→ Task
Gather every line in the records below that contains the word "palm", and copy each such line in full.

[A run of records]
----------

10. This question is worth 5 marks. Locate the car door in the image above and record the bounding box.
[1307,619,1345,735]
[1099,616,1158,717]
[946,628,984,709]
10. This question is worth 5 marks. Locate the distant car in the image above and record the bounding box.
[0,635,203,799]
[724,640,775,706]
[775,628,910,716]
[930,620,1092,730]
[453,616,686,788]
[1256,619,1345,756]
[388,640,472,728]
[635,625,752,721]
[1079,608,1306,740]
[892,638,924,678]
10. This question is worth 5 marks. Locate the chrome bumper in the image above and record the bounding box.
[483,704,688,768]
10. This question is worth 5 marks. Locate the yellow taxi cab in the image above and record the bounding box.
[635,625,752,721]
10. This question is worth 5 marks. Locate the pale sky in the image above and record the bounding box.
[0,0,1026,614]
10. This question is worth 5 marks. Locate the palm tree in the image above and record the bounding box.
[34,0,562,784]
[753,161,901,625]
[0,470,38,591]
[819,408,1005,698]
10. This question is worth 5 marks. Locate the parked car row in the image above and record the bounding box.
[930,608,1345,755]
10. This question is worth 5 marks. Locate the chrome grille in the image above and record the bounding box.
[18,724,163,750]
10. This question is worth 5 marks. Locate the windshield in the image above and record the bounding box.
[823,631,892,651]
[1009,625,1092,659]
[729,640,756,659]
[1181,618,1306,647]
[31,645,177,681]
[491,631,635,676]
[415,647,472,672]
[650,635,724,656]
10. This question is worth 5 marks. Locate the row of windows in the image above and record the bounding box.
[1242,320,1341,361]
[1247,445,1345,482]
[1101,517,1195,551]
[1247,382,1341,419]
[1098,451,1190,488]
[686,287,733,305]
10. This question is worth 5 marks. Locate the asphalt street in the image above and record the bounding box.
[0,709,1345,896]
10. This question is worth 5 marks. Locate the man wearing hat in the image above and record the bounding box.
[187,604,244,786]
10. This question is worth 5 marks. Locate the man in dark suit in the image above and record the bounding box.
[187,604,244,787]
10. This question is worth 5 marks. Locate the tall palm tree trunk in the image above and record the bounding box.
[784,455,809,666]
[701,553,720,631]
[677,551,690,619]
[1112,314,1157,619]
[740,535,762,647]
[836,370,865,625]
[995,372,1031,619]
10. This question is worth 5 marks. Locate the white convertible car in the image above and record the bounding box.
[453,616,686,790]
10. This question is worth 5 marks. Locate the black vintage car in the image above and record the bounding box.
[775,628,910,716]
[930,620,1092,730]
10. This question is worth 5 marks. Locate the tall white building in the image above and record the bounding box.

----------

→ Exercise answer
10. This question is worth 5 marks. Locate the palm tree in the image above and record the bounding box.
10. This question is worth 5 marks. Locate the tall palm tree trunk in the image above and record the bounding box.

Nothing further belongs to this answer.